# REQUIRED ACTION:
Could you reproduce the lines below from the one with "water in the picture." through the one with "brick apartment building in the picture."? Keep both ends and add nothing.

(Records from a data source)
============================================================

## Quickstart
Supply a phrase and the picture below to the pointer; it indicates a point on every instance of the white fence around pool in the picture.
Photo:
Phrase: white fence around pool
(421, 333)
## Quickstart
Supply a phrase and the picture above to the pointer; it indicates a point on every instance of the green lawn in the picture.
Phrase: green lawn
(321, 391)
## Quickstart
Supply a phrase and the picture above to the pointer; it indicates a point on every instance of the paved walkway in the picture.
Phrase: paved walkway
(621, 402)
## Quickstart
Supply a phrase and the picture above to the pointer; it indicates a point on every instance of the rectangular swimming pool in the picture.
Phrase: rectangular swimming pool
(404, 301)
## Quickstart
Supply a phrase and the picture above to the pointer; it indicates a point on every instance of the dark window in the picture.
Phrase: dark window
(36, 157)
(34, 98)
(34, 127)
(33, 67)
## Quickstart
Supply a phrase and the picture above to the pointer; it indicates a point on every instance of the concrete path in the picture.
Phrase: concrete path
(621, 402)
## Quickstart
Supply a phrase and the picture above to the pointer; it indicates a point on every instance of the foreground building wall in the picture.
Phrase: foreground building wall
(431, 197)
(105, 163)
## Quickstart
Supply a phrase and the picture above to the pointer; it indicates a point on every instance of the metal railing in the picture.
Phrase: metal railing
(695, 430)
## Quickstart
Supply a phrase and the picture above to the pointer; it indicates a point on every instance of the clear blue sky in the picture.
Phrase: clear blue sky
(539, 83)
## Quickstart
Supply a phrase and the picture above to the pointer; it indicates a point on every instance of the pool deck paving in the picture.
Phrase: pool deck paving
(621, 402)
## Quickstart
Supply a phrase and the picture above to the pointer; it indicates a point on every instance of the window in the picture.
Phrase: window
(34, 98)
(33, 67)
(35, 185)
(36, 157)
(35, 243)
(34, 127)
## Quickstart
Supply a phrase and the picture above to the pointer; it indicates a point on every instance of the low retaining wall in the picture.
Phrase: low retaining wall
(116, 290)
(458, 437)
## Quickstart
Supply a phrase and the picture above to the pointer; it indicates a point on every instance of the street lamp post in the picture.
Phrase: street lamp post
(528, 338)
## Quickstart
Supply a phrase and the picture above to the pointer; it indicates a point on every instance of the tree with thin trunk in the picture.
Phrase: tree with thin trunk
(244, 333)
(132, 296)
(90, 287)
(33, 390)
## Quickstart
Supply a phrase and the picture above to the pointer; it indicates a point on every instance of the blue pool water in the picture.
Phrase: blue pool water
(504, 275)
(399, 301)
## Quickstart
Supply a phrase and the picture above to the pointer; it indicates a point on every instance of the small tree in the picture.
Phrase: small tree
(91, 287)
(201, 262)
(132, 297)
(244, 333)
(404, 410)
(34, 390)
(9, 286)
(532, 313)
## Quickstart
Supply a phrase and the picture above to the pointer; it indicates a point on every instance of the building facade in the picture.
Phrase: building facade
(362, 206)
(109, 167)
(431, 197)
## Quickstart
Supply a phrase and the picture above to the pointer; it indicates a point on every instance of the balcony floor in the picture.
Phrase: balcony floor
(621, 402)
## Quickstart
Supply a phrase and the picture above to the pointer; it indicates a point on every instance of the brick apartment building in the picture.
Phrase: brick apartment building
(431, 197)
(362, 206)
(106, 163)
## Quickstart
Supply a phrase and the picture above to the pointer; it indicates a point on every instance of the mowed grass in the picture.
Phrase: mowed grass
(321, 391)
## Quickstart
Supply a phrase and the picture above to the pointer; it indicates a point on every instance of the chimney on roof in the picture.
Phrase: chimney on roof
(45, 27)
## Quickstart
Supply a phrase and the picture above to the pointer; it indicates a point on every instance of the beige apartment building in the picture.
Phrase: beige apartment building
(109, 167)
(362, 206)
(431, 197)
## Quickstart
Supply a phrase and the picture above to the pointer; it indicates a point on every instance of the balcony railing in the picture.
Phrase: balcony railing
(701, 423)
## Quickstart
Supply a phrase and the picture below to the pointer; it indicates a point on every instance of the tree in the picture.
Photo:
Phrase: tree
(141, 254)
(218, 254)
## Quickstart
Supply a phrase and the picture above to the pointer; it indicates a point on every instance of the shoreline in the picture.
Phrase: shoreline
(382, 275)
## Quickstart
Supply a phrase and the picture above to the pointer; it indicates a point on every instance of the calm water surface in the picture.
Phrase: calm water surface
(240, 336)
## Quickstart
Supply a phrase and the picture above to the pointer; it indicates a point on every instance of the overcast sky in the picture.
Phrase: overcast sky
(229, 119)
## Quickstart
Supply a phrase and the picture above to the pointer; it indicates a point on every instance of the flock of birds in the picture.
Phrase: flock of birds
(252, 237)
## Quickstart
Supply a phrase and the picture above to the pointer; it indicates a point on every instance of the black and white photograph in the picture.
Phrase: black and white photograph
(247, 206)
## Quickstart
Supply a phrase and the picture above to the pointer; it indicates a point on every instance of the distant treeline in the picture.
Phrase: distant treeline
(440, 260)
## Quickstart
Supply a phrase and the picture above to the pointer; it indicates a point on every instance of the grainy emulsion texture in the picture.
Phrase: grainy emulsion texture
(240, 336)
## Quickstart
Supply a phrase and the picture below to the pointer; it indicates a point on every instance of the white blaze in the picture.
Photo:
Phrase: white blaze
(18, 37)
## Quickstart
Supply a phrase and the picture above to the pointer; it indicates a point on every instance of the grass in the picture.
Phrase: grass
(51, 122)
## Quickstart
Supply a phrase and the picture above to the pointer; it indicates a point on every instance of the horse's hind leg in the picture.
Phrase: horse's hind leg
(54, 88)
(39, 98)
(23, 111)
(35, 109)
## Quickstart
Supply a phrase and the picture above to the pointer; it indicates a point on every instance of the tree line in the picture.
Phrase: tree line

============================================================

# EXPECTED OUTPUT:
Supply a phrase and the picture above to the pointer; it indicates a point on every instance of the blue pool water in the picture.
Phrase: blue pool water
(504, 275)
(399, 301)
## Quickstart
Supply a phrase and the picture above to the pointer; it indicates a point on every instance of the small tree in the picture.
Phrase: small tree
(91, 287)
(201, 262)
(132, 297)
(244, 333)
(404, 410)
(34, 390)
(9, 286)
(532, 313)
## Quickstart
Supply a phrase and the picture above to the pointer; it indicates a point on every instance of the building facade in the picture.
Phrase: building facade
(362, 206)
(109, 167)
(431, 197)
## Quickstart
Supply a phrase and the picture above to the pointer; it indicates a point on every instance of the balcony floor in the picture.
Phrase: balcony floor
(621, 402)
## Quickstart
Supply a phrase and the picture above to the pointer; it indicates a point on every instance of the brick apartment building in the picture.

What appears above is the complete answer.